SUPPLIED PASSAGE
● ● ● ● ● ● ●

Over the course of nine studio albums and a sprawling set of solo releases and side projects, Animal Collective have never repeated themselves. It means they’ve followed up the warm, hazy electronic breezes of the acclaimed Merriweather Post Pavilion with an album of cranked-up guitar effects, rollicking garage-band jams and wired-to-the-moon waywardness.

In some ways, that new album Centipede Hz is as much a product of its environment as the band’s mindset going into the barn. “It was such a small space,” remembers Noah Lennox. “I mean, we were really close; I could lean over and touch Josh on the shoulder from where I stood. I think that inspired the gnarliness and volume of the songs. We took everything to the sixth gear.”

“Taking everything to the sixth gear” is a good line to sum up Animal Collective’s instincts on this occasion because Centipede Hz is probably the most maximalist thing Animal Collective have ever put their name to.

When Dibb and Lennox talk about the process behind the album, they paint a picture where there was more, not less, in the mix.

“We knew we wanted to do something which was more performance-based, playing with each other rather than being slaves to the machine as was the case on the last album with loops and sequences,” says Dibb. “This time, we wanted a direct interaction between the musicians.

“The way we set up our individual soundstations was really complicated,” adds Lennox. “Josh had a lot of effects with his guitar and sample pad. Dave [Portner] split up his sound to have three different sound effects coming from the same instrument and signal, so one note would make three different sounds.

“Brian [Weitz] had his samples and the bass which he was working at the same time. My drums had contact microphones on each drum which became anther sound source. Even though there were only four of us playing, there was 10 different sounds being produced. From the get-go, we were going to produce a very dense sound.”

One noticeable aspect of the new album is the way radio noises and signals punctuate the tracks. Those sounds were partly inspired by Dave Portner’s brother, who was a DJ on a Top 40 station in Baltimore during the 1980s.

“I don’t think we were doing it in any nostalgic, reminiscent way,” says Dibb, “but we were picking up on what radio used to mean to us. In the 1980s and 1990s, there was good radio in Baltimore and it was a source of where to go to find music.”

“Our connection to music always came via the radio,” adds Lennox. “We’d listen to classic rock and top-40 stations in high school.”

● ● ● ● ● ● ●

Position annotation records
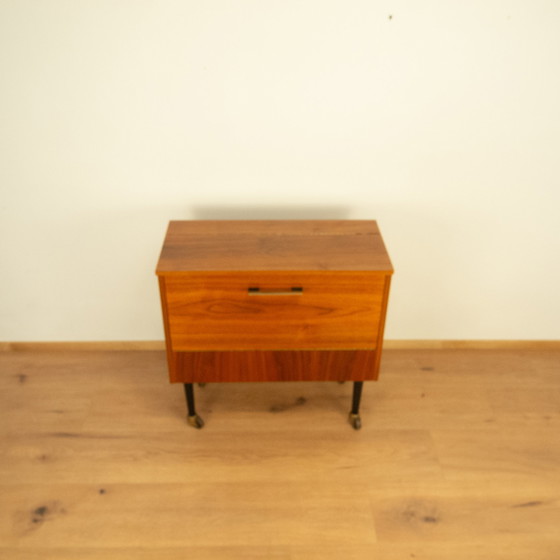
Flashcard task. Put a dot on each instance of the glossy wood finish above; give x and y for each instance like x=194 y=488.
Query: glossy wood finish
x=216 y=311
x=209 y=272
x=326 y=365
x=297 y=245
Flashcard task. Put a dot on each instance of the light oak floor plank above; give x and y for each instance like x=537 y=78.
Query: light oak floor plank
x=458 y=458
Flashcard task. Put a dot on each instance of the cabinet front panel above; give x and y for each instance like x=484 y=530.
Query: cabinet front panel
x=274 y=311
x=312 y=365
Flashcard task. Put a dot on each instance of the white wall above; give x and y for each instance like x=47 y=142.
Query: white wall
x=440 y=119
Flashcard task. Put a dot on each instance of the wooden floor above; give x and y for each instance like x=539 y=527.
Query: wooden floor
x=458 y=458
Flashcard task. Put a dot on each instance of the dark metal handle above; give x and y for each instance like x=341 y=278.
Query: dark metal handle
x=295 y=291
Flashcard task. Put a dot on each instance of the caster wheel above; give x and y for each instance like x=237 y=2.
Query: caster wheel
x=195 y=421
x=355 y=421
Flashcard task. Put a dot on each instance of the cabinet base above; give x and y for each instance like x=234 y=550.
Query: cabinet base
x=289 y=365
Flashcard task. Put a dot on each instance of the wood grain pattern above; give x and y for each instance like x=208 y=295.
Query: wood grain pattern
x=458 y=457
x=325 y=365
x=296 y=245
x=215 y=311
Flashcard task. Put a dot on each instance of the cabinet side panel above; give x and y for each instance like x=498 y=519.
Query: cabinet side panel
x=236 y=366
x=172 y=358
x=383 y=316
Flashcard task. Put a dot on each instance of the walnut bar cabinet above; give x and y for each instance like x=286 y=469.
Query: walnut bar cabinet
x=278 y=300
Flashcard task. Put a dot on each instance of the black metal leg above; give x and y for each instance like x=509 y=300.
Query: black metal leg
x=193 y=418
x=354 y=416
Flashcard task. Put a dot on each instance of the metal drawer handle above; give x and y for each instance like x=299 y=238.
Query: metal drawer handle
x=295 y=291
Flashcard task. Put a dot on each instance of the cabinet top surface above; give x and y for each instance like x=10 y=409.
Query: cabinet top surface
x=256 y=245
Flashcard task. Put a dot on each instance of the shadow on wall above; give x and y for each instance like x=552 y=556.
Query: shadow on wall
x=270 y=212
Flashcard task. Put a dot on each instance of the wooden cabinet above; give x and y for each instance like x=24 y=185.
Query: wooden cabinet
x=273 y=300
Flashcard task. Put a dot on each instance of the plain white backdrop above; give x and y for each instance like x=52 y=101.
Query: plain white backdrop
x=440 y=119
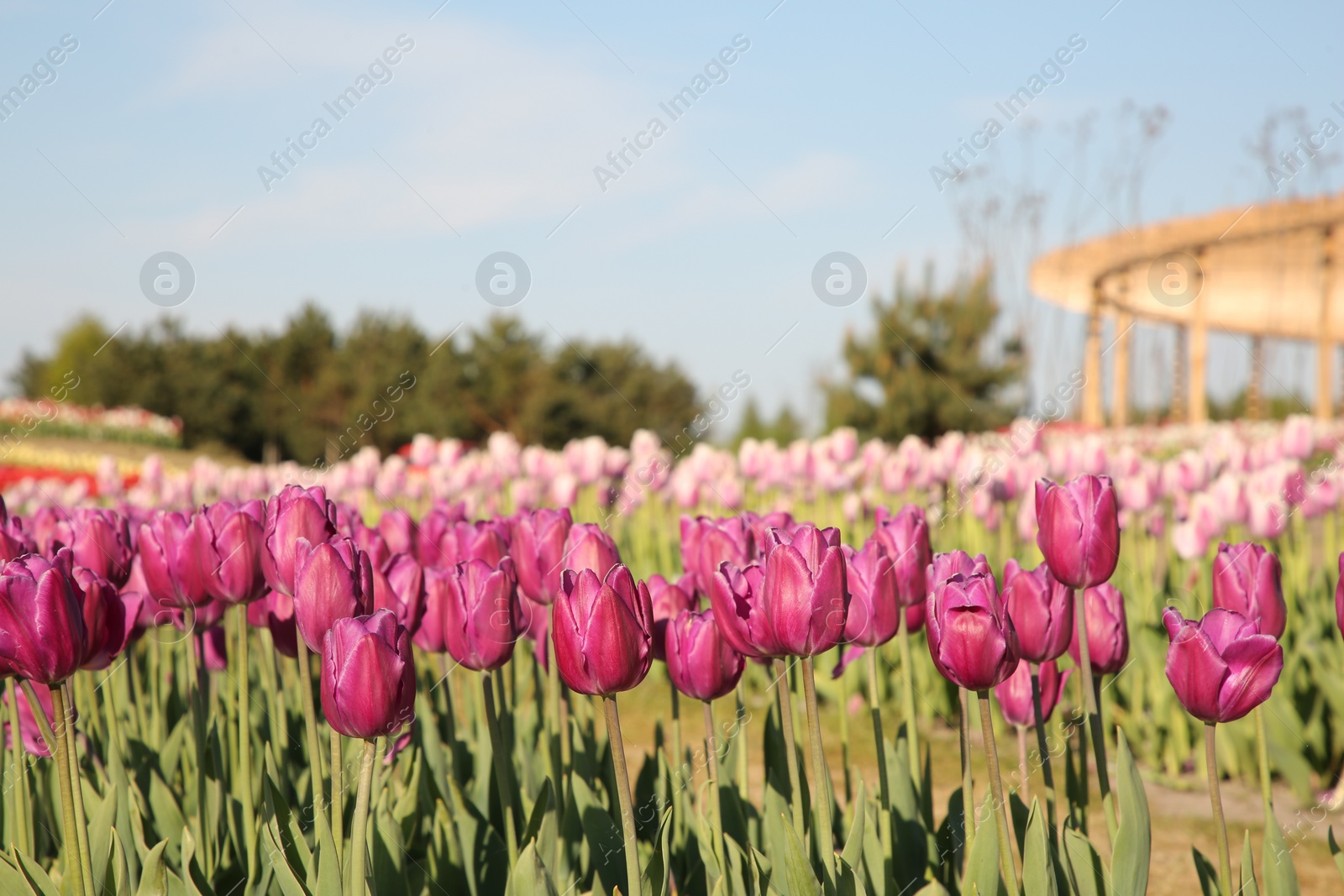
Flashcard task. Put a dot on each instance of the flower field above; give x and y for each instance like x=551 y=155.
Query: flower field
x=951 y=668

● ● ● ● ● ● ●

REQUIREMENTS
1/ Answer from the Centipede Hz article.
(a) Whom could Noah Lennox touch on the shoulder from where he stood?
(b) How many different sounds does Lennox say were being produced by the four players?
(c) Where and when did Dave Portner's brother work as a DJ?
2/ Transcribe the records word for word, starting at their beginning and going on through the line with "x=278 y=300", with both ends included. Leave the pictures out.

RESPONSES
1/
(a) Josh.
(b) 10 different sounds.
(c) On a Top 40 station in Baltimore during the 1980s.

2/
Flashcard task. Put a dot on each instance of the glossy wood finish above; give x and y for each instance like x=194 y=488.
Query: glossy wood finish
x=216 y=311
x=209 y=272
x=326 y=365
x=297 y=245
Flashcard task. Put a dot on each instance of the light oak floor plank above; give x and y for each instance like x=537 y=78.
Query: light oak floor plank
x=458 y=458
Flashcard task. Put a dot on each instance of the cabinet front panel above; give x and y for each instance like x=484 y=530.
Query: cabinet front panel
x=274 y=311
x=312 y=365
Flashcard task. Put a dot on each instance of the white wall above; give x and y for each instance like x=47 y=142.
Query: white wall
x=440 y=119
Flashcard task. Put a dot on each instance of the wooden floor above; give x and y for each instance like x=539 y=527.
Query: wooden floor
x=458 y=458
Flashcard task. Put a dot on each instance of the dark metal handle above; give x and y for each instance like x=341 y=278.
Query: dark metal handle
x=295 y=291
Flashcard task. Put a dot on each instance of the caster wheel above; give x and y for each instance like x=237 y=2.
Query: caster wheel
x=195 y=421
x=355 y=421
Flashcard task. Put a dot on each instance of the cabinet base above; give x and y for each instance like x=234 y=550.
Query: cabinet base
x=289 y=365
Flashcard task. Put a dot on each instance of the wood grain pattern above; give x and y for each instance like x=208 y=295.
Query: wood grain pattern
x=458 y=457
x=325 y=365
x=296 y=245
x=215 y=311
Flashcard task. Put a dot on each instance of the cabinet side panel above; give x and y for each instance like x=498 y=519.
Query: cabinet side panel
x=236 y=366
x=172 y=358
x=383 y=316
Flashcard task. Put a dot on each instance of the walnut bar cabinet above; give x and y for each instance like x=286 y=469.
Query: walnut bar cabinet
x=278 y=300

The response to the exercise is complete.